> Work instructions
Every word of the listing must be returned. Retype it exactly.
•••••
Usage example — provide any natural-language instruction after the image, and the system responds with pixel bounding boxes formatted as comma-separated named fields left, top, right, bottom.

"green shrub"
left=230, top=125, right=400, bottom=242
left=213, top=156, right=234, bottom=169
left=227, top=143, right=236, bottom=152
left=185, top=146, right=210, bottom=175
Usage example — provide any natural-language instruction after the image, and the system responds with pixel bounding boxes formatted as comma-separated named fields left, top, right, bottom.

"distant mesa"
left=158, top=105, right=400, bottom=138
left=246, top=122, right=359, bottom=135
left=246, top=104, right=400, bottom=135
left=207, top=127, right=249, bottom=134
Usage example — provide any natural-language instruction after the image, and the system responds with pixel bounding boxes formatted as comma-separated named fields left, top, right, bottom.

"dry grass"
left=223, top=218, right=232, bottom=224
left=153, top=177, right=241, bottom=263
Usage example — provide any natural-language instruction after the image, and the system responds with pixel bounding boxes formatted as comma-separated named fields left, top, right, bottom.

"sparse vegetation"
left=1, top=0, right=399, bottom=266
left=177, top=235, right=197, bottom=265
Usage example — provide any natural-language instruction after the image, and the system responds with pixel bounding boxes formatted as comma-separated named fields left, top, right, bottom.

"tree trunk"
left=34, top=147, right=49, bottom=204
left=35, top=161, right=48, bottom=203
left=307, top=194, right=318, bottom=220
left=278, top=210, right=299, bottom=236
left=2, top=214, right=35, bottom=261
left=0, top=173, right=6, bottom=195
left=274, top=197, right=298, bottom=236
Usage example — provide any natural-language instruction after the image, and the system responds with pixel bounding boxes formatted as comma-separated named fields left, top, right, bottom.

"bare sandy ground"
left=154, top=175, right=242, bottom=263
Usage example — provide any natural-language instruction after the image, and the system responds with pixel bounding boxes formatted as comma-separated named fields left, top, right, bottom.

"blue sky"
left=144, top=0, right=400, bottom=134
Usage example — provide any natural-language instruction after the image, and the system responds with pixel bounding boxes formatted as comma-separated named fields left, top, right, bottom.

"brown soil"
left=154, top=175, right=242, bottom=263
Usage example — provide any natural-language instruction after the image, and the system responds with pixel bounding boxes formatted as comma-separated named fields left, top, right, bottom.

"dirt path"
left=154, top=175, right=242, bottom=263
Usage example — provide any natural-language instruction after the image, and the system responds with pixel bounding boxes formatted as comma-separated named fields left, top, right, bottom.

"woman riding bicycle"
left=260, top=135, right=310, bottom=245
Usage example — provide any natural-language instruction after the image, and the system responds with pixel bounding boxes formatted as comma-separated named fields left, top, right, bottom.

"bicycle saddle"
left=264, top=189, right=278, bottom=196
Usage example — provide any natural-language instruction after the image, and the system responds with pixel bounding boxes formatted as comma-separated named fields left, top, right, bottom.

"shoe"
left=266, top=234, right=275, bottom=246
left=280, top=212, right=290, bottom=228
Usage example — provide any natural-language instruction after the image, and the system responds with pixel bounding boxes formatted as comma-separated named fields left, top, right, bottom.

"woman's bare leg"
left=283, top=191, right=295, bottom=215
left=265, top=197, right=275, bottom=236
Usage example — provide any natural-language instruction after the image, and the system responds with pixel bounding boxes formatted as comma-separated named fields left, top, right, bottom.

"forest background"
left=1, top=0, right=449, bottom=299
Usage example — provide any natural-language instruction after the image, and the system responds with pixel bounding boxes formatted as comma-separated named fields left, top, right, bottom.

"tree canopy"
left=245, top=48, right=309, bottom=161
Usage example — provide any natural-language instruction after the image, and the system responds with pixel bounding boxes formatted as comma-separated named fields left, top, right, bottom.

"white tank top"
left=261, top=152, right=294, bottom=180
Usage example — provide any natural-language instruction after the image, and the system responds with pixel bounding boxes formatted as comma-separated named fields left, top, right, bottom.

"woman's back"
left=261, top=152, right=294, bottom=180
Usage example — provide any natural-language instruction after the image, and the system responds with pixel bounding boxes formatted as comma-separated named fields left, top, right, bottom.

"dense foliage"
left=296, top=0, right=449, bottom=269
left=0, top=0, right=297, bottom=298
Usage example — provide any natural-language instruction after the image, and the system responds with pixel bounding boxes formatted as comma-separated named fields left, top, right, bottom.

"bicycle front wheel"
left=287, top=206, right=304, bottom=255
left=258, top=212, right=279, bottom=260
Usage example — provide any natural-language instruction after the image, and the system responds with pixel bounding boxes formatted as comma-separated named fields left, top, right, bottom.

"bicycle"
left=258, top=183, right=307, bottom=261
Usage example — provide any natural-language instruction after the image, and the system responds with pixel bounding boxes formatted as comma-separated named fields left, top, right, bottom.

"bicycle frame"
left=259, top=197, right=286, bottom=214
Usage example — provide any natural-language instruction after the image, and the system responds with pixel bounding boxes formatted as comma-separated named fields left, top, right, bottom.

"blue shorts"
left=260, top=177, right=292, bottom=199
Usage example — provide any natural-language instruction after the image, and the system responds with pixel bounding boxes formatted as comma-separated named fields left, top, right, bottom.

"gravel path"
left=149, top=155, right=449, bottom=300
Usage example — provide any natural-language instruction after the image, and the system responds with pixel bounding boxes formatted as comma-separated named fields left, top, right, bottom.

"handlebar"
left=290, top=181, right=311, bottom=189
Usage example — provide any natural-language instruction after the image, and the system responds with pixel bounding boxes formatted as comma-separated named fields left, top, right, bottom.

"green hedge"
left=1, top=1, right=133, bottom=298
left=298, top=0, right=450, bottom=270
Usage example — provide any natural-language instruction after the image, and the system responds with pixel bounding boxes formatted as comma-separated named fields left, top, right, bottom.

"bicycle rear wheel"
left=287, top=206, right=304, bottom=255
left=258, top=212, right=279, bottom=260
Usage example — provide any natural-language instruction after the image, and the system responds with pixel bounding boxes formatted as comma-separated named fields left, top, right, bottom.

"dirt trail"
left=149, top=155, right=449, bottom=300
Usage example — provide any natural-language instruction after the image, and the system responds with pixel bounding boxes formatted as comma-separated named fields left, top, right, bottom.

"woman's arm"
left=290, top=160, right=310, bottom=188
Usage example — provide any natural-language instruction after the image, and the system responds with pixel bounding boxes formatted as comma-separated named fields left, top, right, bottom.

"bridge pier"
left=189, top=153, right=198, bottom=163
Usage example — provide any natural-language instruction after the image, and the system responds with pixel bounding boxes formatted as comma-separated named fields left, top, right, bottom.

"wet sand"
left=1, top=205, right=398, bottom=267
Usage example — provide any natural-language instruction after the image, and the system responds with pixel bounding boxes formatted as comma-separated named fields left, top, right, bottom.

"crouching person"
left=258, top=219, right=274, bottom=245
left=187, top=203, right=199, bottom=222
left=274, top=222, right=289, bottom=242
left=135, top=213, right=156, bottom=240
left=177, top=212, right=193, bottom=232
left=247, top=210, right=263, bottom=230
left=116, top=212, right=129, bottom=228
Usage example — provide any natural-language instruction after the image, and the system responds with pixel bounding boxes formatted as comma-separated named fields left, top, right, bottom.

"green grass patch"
•••••
> Answer space
Usage example — provide any natural-language instruction after the image, and the system responds with pixel bounding boxes formatted as comma-separated named fields left, top, right, bottom.

"green shrub"
left=230, top=125, right=400, bottom=242
left=213, top=156, right=234, bottom=169
left=227, top=143, right=236, bottom=152
left=185, top=146, right=210, bottom=175
Usage example — provide any natural-language instruction after the image, and the system responds with pixel bounding boxes formatted as comma-separated named fields left, top, right, bottom.

"distant mesa"
left=158, top=105, right=400, bottom=138
left=246, top=122, right=359, bottom=135
left=246, top=104, right=400, bottom=135
left=207, top=127, right=249, bottom=134
Usage example — provide any natural-language instruction after the image, and the system responds with pixel bounding boxes formatted as comma-separated named fields left, top, right, bottom.

"dry grass"
left=223, top=218, right=232, bottom=224
left=153, top=177, right=241, bottom=263
Usage example — provide any natural-language instruction after the image, and the system responds with pixel bounding boxes formatted as comma-separated named fields left, top, right, bottom.

"sparse vegetation"
left=1, top=0, right=399, bottom=266
left=177, top=235, right=197, bottom=265
Usage example — provide any natural-language instruction after the image, and the system responds with pixel bounding boxes formatted as comma-separated named fields left, top, right, bottom.

"tree trunk"
left=34, top=147, right=49, bottom=204
left=35, top=161, right=48, bottom=203
left=307, top=194, right=318, bottom=220
left=278, top=210, right=299, bottom=236
left=2, top=214, right=35, bottom=261
left=0, top=173, right=6, bottom=195
left=274, top=197, right=298, bottom=236
Usage example — provide any natural-language instruction after the image, and the system responds with pixel bounding boxes formatted as comma-separated named fields left, top, right, bottom.

"bare sandy ground"
left=154, top=175, right=242, bottom=263
Usage example — provide any natural-language instruction after the image, and the system responds with pixel bounding boxes formatted as comma-separated named fields left, top, right, bottom.

"blue sky"
left=144, top=0, right=400, bottom=134
Usage example — provide any natural-language instruction after the image, and the system responds with pixel bounding boxes formatted as comma-separated named fields left, top, right, bottom.

"brown soil"
left=154, top=175, right=242, bottom=263
Usage example — provide any natural-language instruction after the image, and the system responds with pixel bounding boxes formatted as comma-separated named fields left, top, right, bottom.

"dirt path"
left=154, top=175, right=242, bottom=263
Usage example — provide any natural-language instruction after the image, and the system responds with pixel bounding boxes formatted as comma-separated named fields left, top, right, bottom.

"woman riding bicycle"
left=260, top=135, right=310, bottom=245
Usage example — provide any natural-language instruction after the image, and the system responds with pixel bounding boxes formatted as comma-separated named fields left, top, right, bottom.

"bicycle saddle"
left=264, top=189, right=278, bottom=196
Usage example — provide any natural-language instruction after the image, and the system responds with pixel bounding boxes formatted as comma-separated named fields left, top, right, bottom.

"shoe"
left=266, top=234, right=275, bottom=246
left=280, top=212, right=290, bottom=228
Usage example — provide any natural-language instruction after the image, and the system responds with pixel bounding boxes formatted as comma-separated named fields left, top, right, bottom.

"woman's bare leg"
left=283, top=191, right=295, bottom=215
left=265, top=197, right=275, bottom=236
Usage example — provide any natural-language instruction after the image, and the system responds with pixel bounding boxes formatted as comma-separated named fields left, top, right, bottom.

"forest background"
left=1, top=0, right=449, bottom=299
Usage example — provide any natural-language instruction after the image, and the system responds with pixel bounding boxes formatted as comma-separated named fields left, top, right, bottom.

"tree canopy"
left=245, top=48, right=309, bottom=161
Usage example — provide any natural-language instruction after the image, and the system responds with pixel bounding boxes formatted as comma-separated named fields left, top, right, bottom.

"white tank top"
left=261, top=152, right=294, bottom=180
Usage example — provide any natural-language instruction after the image, and the system responds with pixel bounding boxes formatted as comma-separated named fields left, top, right, bottom.

"woman's back"
left=261, top=152, right=294, bottom=180
Usage example — provide any natural-language instruction after the image, and the system responds with pixel bounding boxes formatted as comma-separated named fields left, top, right, bottom.

"dense foliage"
left=296, top=0, right=449, bottom=269
left=0, top=0, right=297, bottom=298
Usage example — provide any natural-language instruction after the image, and the system responds with pixel bounding boxes formatted as comma-separated named fields left, top, right, bottom.

"bicycle front wheel"
left=287, top=206, right=304, bottom=255
left=258, top=212, right=279, bottom=260
Usage example — provide any natural-language instruction after the image, and the system responds with pixel bounding boxes formatted as comma-separated named fields left, top, right, bottom.

"bicycle"
left=258, top=183, right=307, bottom=261
Usage example — provide any natural-language instruction after the image, and the system responds with pixel bounding boxes formatted as comma-separated named fields left, top, right, bottom.

"bicycle frame"
left=259, top=197, right=286, bottom=214
Usage example — provide any natural-language instruction after the image, and the system responds with pixel bounding boxes formatted as comma-separated named fields left, top, right, bottom.

"blue shorts"
left=260, top=177, right=292, bottom=199
Usage example — provide any natural-language instruction after the image, and the system responds with pixel bounding boxes formatted as comma-separated named fields left, top, right, bottom.

"gravel path"
left=149, top=155, right=449, bottom=300
Usage example — provide any natural-language instruction after the image, and the system responds with pixel bounding boxes formatted as comma-separated named fields left, top, right, bottom.

"handlebar"
left=290, top=181, right=311, bottom=189
Usage example — provide any natural-language instruction after the image, and the system responds with pixel bounding boxes formatted as comma-separated named fields left, top, right, bottom.

"green hedge"
left=1, top=1, right=133, bottom=298
left=298, top=0, right=450, bottom=270
Usage example — provide any natural-language instruction after the image, and the system responds with pixel bounding boxes formatted as comma-separated named fields left, top, right, bottom.

"bicycle rear wheel"
left=287, top=206, right=304, bottom=255
left=258, top=212, right=279, bottom=260
Usage example — provide any natural-language instruction after the image, and the system responds with pixel bounding boxes formatted as comma-separated named fields left, top, right, bottom.

"dirt trail"
left=149, top=155, right=449, bottom=300
Usage example — provide any natural-language instruction after the image, and the system responds with pixel bounding boxes formatted as comma-separated named fields left, top, right, bottom.

"woman's arm"
left=290, top=160, right=310, bottom=188
Usage example — provide any natural-language instruction after the image, and the system responds with pixel bounding boxes formatted as comma-separated named fields left, top, right, bottom.

"bridge pier"
left=189, top=153, right=198, bottom=163
Usage example — provide any natural-language instruction after the image, and the system responds with pixel bounding boxes formatted as comma-separated named fields left, top, right, bottom.

"wet sand"
left=1, top=205, right=398, bottom=267
Usage example — provide any natural-language instruction after the image, and the system responds with pixel bounding boxes formatted as comma-separated named fields left, top, right, bottom.

"crouching person"
left=258, top=219, right=274, bottom=245
left=187, top=203, right=199, bottom=222
left=274, top=222, right=289, bottom=242
left=135, top=213, right=156, bottom=240
left=177, top=212, right=193, bottom=232
left=247, top=210, right=263, bottom=230
left=116, top=212, right=129, bottom=228
Usage example — provide any natural-language instruction after the image, and the system responds with pixel bounding boxes formatted as comma-separated named fields left, top, right, bottom.

"green grass patch"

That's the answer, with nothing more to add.